> _Exercise requirements_
Within the material below, how many lines carry the word "marker"? Only that number is wanted.

> _Provided material_
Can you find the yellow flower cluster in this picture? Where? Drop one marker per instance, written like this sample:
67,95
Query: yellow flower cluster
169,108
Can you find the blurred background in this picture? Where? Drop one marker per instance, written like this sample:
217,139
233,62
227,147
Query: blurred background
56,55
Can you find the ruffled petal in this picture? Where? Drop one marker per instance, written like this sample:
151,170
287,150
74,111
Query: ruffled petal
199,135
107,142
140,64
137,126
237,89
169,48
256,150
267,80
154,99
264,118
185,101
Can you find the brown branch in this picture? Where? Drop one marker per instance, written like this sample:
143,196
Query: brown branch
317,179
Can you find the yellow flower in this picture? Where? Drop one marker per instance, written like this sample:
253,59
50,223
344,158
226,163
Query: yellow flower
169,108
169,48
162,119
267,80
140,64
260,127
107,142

> _Response_
5